El Año del Perro: crónicas perronas

Se llamaron: Laica, Toppolín, Golo y Firpo. Eran perros Dobermann, que don Jorge Salceda le había conseguido a mi padre para cuidar la casa de huerta, jardines y gallineros.

Aunque esos perros fueron usados en la Primera y Segunda Guerra Mundial, y aparecían en los desfiles militares, los perros de la casa eran usados para protegernos y jugar conmigo y mis hermanos.

En una casa que no tenía televisión, ni Nintendo, ni Wi-Fi… ni electricidad, nuestro entretenimiento era uno de los más “perdones”.

El único problema que tenían los Dobermann, a pesar de su tremenda inteligencia, era su carácter ambientalista. Detestaba el ruido excesivo de los gigantescos camiones de tanques de gasolina que bajaban por la carretera desde las montañas de Zacapu.

Pensaban acaso que eran dinosaurios. Los atacaban, cuando por accidente se salían de la casa, con una furia inversamente proporcional a la ternura con que trataban a mi madre. El Firpo, por ejemplo, se echaba junto a mi madre y dejaba que le pusiera los pies encima para calentárselos mientras tejía.

· · · ·

> **Tu objetivo**
Responde estas preguntas sobre la crónica de los perros Dobermann:
1. ¿Quién le había conseguido los perros al padre?
2. ¿Desde dónde bajaban por la carretera los camiones de tanques de gasolina?
3. ¿Qué hacía la madre cuando el Firpo dejaba que le pusiera los pies encima?
Estas líneas provienen de otra fuente, ajena a la crónica.

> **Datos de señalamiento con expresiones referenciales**
· · · ·

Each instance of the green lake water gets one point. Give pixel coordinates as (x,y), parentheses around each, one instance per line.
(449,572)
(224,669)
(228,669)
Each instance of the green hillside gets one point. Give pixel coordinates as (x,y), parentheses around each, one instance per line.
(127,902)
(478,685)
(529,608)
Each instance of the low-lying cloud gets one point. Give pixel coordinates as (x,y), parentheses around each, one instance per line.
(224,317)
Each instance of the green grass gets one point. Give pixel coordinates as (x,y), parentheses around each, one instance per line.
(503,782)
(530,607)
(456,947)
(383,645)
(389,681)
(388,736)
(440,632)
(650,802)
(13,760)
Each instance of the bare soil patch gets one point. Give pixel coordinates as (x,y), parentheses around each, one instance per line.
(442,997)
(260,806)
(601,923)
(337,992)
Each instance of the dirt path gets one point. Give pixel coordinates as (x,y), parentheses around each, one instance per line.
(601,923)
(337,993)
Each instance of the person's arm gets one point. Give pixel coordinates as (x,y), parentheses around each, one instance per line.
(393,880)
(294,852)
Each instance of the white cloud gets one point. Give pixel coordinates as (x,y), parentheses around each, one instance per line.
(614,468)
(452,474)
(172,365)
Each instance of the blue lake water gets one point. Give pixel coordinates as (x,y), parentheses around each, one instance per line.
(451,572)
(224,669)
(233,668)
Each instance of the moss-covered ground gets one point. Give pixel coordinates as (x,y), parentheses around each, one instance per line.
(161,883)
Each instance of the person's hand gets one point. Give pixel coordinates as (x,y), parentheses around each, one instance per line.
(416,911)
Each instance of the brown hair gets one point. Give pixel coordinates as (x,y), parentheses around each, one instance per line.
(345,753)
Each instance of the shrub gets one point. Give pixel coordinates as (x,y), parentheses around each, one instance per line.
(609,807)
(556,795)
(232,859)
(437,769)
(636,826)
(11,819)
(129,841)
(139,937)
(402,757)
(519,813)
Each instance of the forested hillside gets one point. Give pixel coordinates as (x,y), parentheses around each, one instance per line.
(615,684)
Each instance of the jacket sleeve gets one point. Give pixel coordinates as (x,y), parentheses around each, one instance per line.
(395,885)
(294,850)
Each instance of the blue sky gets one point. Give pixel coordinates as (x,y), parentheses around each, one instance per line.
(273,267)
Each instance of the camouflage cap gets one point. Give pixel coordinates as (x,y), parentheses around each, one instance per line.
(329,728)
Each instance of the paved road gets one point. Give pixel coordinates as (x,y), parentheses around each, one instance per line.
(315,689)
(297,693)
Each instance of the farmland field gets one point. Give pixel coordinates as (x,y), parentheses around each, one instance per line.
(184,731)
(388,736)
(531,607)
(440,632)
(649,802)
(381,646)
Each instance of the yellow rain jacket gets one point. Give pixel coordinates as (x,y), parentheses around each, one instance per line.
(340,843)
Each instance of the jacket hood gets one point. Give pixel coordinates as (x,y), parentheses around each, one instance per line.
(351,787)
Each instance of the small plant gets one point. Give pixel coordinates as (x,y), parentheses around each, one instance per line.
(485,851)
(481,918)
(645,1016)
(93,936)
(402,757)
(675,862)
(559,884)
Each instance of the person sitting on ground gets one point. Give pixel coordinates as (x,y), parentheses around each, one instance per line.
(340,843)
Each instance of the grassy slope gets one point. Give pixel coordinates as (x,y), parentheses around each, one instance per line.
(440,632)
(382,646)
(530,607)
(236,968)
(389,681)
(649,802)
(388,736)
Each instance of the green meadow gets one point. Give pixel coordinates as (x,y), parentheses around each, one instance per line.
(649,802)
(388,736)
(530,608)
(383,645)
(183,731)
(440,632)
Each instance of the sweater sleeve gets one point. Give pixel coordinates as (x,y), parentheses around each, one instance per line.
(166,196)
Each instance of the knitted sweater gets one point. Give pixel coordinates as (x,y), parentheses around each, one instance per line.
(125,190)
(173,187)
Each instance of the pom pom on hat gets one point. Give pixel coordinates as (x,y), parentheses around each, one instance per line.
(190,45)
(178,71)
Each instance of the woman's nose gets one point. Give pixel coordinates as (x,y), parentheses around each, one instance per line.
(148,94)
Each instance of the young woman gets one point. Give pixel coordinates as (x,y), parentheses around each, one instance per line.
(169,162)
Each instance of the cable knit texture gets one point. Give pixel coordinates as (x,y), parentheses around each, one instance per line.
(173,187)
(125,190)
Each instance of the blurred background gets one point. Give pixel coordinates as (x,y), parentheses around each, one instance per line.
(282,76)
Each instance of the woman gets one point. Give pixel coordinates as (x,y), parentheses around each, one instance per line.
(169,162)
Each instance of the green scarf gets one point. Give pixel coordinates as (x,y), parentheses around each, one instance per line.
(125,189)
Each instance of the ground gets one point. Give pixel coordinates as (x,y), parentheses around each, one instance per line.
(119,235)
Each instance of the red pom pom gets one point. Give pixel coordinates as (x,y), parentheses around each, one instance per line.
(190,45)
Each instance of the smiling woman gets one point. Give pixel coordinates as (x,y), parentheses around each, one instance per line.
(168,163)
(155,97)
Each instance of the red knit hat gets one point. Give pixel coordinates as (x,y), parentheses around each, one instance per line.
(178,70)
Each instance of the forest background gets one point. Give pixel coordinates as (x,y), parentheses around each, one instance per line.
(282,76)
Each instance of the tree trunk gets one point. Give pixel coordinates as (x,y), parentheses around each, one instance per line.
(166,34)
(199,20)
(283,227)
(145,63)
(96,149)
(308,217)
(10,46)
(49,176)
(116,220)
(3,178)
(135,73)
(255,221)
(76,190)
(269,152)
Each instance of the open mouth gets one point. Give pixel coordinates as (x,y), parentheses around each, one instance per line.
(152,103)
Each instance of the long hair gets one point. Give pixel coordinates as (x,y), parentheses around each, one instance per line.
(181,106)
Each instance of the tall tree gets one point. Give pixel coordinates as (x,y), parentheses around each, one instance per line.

· · · ·

> **Resultado**
1. Don Jorge Salceda.
2. Desde las montañas de Zacapu.
3. Tejía.